# WHAT TO PRODUCE
Transcribe the records word for word. Leave every picture out.

* * * * *

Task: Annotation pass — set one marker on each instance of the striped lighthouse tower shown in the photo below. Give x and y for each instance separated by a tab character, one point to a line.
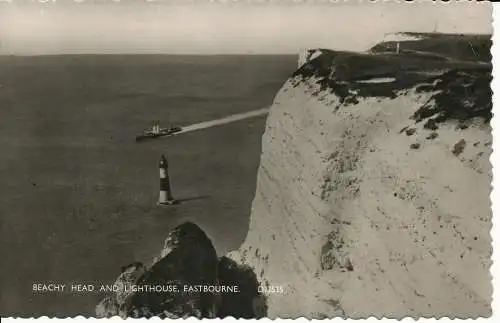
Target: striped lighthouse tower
165	190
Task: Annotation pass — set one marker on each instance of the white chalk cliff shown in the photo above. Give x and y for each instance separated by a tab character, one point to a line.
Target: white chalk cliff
373	188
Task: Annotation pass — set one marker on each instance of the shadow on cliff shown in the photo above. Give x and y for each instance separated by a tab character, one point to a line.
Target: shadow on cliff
463	63
190	263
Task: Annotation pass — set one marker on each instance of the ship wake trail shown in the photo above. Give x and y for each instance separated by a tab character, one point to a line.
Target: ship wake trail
229	119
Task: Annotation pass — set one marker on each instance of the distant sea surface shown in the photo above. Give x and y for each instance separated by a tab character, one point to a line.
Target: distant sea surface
78	194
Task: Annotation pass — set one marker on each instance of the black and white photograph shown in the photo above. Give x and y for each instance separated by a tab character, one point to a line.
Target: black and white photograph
247	159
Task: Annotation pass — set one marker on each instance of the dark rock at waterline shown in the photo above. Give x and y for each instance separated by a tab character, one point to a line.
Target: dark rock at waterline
191	261
188	259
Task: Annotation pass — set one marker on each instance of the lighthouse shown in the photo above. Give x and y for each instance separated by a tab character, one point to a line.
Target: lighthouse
165	189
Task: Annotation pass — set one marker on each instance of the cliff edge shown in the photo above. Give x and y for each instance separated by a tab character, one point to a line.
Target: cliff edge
373	188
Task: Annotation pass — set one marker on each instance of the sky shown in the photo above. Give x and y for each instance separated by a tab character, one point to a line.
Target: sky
40	27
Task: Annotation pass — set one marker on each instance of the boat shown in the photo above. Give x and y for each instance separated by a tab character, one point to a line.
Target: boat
156	132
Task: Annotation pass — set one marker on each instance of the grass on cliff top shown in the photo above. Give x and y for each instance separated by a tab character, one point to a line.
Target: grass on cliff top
444	46
462	86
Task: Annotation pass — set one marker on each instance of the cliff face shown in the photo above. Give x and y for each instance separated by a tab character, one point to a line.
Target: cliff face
373	189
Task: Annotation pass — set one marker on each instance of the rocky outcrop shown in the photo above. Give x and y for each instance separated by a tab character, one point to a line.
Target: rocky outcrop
189	262
373	189
187	259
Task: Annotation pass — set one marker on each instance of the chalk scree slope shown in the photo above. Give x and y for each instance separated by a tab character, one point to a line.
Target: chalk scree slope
373	188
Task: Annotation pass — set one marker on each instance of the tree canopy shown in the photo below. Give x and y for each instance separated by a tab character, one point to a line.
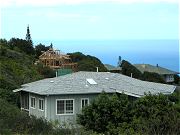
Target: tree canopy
116	114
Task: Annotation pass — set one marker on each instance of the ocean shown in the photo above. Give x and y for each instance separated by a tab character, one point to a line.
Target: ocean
165	53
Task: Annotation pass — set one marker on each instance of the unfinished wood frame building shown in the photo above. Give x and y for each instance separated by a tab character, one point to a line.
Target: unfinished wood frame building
56	60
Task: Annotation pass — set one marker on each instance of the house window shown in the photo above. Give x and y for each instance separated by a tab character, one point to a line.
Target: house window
25	102
64	106
84	102
41	104
33	102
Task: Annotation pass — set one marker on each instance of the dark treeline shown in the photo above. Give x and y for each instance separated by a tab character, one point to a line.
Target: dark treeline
128	69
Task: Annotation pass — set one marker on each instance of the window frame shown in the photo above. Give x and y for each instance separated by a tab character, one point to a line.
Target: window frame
82	100
41	99
65	107
34	107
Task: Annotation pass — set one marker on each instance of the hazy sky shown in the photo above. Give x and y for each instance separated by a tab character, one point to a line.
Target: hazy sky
89	19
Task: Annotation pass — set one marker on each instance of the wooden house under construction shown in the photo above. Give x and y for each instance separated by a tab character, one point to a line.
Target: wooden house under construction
56	60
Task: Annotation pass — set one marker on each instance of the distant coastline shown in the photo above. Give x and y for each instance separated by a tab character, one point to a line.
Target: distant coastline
163	52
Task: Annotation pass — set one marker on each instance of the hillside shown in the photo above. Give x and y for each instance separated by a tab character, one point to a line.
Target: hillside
15	69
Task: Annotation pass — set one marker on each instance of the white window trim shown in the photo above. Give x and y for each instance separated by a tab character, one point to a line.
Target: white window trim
84	99
35	102
43	104
65	113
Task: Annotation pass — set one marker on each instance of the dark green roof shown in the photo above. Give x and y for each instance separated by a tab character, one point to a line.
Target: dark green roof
155	69
111	67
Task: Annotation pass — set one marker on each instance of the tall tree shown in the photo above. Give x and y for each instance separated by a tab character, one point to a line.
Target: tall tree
28	36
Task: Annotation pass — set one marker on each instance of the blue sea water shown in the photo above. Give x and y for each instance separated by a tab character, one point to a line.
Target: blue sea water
165	53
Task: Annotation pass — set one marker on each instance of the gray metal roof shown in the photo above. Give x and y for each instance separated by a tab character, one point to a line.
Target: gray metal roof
111	67
155	69
76	83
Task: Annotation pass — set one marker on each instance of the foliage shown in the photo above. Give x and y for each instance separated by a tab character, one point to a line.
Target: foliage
39	49
115	114
12	120
128	69
87	62
176	79
105	112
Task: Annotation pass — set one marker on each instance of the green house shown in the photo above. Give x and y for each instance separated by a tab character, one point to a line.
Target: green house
61	98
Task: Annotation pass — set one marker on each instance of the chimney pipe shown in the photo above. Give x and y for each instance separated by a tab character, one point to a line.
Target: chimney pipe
56	73
97	69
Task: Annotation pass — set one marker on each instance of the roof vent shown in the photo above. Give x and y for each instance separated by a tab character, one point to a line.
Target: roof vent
91	81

* * * * *

# ANSWER TO THIS TASK
Task: Annotation pass — set one marker on each instance of the striped lighthouse tower shown in the photo below. Give x and y for each instance separated by a tab character, one point to a line.
Target: striped lighthouse tower
165	190
Task: Annotation pass — set one marker on each instance of the white chalk cliff shown in the photo above. Give x and y for each instance separated by a tab character, one point to a line.
Target: white chalk cliff
373	188
Task: Annotation pass — set one marker on each instance of the shadow on cliff shown in the photo above. Give x and y for each instance separated by a tab character, one point to a line.
Target: shadow on cliff
463	63
190	263
Task: Annotation pass — set one marker on each instance of the ship wake trail shown in the photo above. Give x and y for each instance separated by a tab character, one point to a line.
Target: ship wake trail
229	119
Task: Annotation pass — set one marker on each instance of the distant sea surface shown in the photo above. Give x and y for each instance separated by a tab character, one point to a line.
Target: distant sea surface
78	194
Task: Annotation pass — set one marker on each instance of the black and white photograph shown in the photo above. Give x and y for each instance separated by a tab character, one point to a line.
Target: black and white photograph
247	159
Task: Annotation pass — set one marker on each instance of the dark rock at waterline shown in the photo above. Give x and y for each instance separated by a tab character, one point to a line.
Target: dark rock at waterline
191	261
188	259
Task: Annotation pass — set one marker on each instance of the lighthouse shown in the photo above. Give x and y for each instance separated by a tab character, one point to a line.
Target: lighthouse
165	189
Task: Annotation pass — set one marker on each instance of the cliff edge shown in the photo above. Give x and y for each instance separated by a tab character, one point to a line.
Target: cliff edge
373	188
Task: Annotation pass — set one marker on each instance of the sky shown in the photo above. Give x and y for each instance separated by a tab character, one point to a line.
Target: sky
40	27
Task: Annotation pass — set one marker on each instance of the boat shown in the photo above. Give x and y for each instance separated by a tab character, one point to a line.
Target: boat
156	132
Task: Annotation pass — set one marker on each instance of the grass on cliff top shown in the photo above. Give x and y for each instance separated by a tab character, one point to a line.
Target: grass on cliff top
444	46
462	86
Task: Annotation pass — set one marker on each instance of the cliff face shown in the photo above. Give x and y for each instance separated by a tab character, one point to a line.
Target: cliff face
373	189
Task: Annotation pass — set one marker on each instance of the rocky outcrop shown in the photo above. Give x and y for each instance separated by a tab character, one point to a line.
Target: rocky outcrop
189	262
373	189
187	259
Task: Annotation pass — set one marker on each instance of the chalk scree slope shown in the photo above. Give x and y for each instance separated by a tab character, one point to a line.
Target: chalk scree slope
373	188
Task: Annotation pass — set one marker on each instance of the tree canopy shown in the photo below. Give x and y for each instance separated by a tab character, one point to a line.
Target: tree canopy
116	114
Task: Annotation pass — set one marker on each instance of the ocean shown in the photo above. Give x and y for each instance separated by a tab character, one point to a line.
Target: ocean
165	53
Task: Annotation pass — set one marker on each instance of the unfinished wood frame building shown in the photo above. Give x and y for each instance separated by a tab character, one point to a line.
Target: unfinished wood frame building
56	60
Task: Annotation pass — set one marker on each instance of the house window shown in the photo above. Give x and y for each instance separated by a tab character, one point to a line.
Target: house window
25	102
64	106
84	102
41	104
33	102
Task: Annotation pass — set one marker on each instance of the dark treeline shown in the photo above. Give x and y for each instance separated by a tab character, one point to a line.
Target: dark treeline
128	69
Task: Annotation pass — set one marker on each instance of the window frame shown in the photo above. Give x and y for each instance separated by a tab character, one point to a line.
Target: window frame
82	100
41	99
65	107
34	107
Task: Annotation pass — set one marker on each instance of the hazy sky shown in the photo above. Give x and y for each instance separated by a tab character, one point to a line.
Target: hazy sky
89	19
Task: Annotation pass — set one marker on each instance of the wooden house under construction shown in the photo above. Give x and y for each instance separated by a tab character, one point to a line.
Target: wooden house under construction
56	60
Task: Annotation pass — set one marker on each instance of the distant coastline shown in the photo above. Give x and y for each instance separated by a tab character, one point to a line.
Target: distant coastline
163	52
Task: Annotation pass — set one marker on each instance of the hillside shown in the photo above. Give x and y for each instance separated by a tab character, one point to a line.
Target: hillside
15	69
Task: Annotation pass — set one marker on each instance of the white window trim shown in the photo above. Give x and y for each instance separated by a tab character, one point to a line.
Target: white window trim
84	99
35	102
43	104
65	113
Task: Annotation pass — set one marker on each instance of the dark green roof shown in the photo above. Give x and y for each instance separated by a tab character, one point to a line.
Target: dark green roof
155	69
111	67
Task: Annotation pass — set one marker on each instance of the tall tree shown in the photo above. Give x and y for each instance separated by a tab character, one point to a line.
Target: tall tree
28	36
Task: Annotation pass — set one marker on each instance of the blue sea water shown in the photo above. Give x and y for each instance separated by a tab character, one point to a line.
Target: blue sea water
165	53
Task: Annotation pass — set one marker on each instance of the gray metal roof shown in the photo above. Give x and y for each instance separated by a tab character, one point to a line.
Target: gray metal roof
111	67
155	69
76	83
Task: Annotation pass — set one marker on each instance of the foliage shown in the photo above. Give x and y for each instance separated by a tab character, one point to a line.
Target: foliage
39	49
115	114
12	120
128	69
87	62
176	79
105	112
Task: Annotation pass — set one marker on each instance of the green house shown in the photo above. Give x and y for each instance separated by a tab character, one point to a line.
Target: green house
61	98
Task: Annotation pass — set one marker on each instance of the chimney pipe shown in the photo above. Give x and y for each instance separated by a tab character, one point to a line.
Target: chimney pipe
56	73
97	69
Task: Annotation pass — set one marker on each instance of the roof vent shown in the photo above. Give x and y for each instance separated by a tab character, one point to a line.
Target: roof vent
91	81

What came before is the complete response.